▸ EXCERPTED PASSAGE

"""

The problem with this story is that it contradicts the data from the Bureau of Labor Statistics which show little change in the share of labor compensation going to employer-provided health insurance. This is true even in lower paying occupations.

For example, the share of compensation going for health benefits for workers in Production, transportation, and material moving occupations went from 8.5 percent in 2004 to 9.8 percent in 2018, according to the Bureau of Labor Statistics Employer Cost for Employee Compensation series. That means that if health insurance costs had remained at a constant share over this period, wages would be approximately 1.4 percentage points higher, adding 0.1 percentage point annually to wage growth. The series actually peaked at 10.4 percent in 2014, which means that declining health care costs should have been adding to wage growth for these workers in the last four years.

There is a similar story for office and administrative support occupations where the wage and salary share of compensation fell from 71.0 percent in 2004 to 69.3 percent in 2018. The latter figure is up from a low of 68.8 percent in 2014. Again, the declining wage share of compensation only explains a small part of the wage stagnation story.

"""

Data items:
"""

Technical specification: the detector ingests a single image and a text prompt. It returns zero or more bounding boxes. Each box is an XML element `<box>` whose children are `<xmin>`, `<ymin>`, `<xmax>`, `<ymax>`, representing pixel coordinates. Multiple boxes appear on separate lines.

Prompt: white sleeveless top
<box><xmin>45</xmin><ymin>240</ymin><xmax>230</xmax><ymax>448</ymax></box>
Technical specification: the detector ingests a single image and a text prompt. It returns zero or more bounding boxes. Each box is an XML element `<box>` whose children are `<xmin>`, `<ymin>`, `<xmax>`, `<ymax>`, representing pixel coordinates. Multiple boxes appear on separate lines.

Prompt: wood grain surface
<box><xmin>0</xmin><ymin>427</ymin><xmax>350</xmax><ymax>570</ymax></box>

"""

▸ WORK REQUEST 1
Write out the part of the passage on health benefits and wages that opens with the words containing "The problem with" and closes with "lower paying occupations.", copying it word for word.
▸ WORK REQUEST 2
In the passage on health benefits and wages, what was the peak share of compensation going to health benefits for production, transportation, and material moving workers, and in what year?

▸ RESPONSE BOX 1
The problem with this story is that it contradicts the data from the Bureau of Labor Statistics which show little change in the share of labor compensation going to employer-provided health insurance. This is true even in lower paying occupations.

▸ RESPONSE BOX 2
It peaked at 10.4 percent in 2014.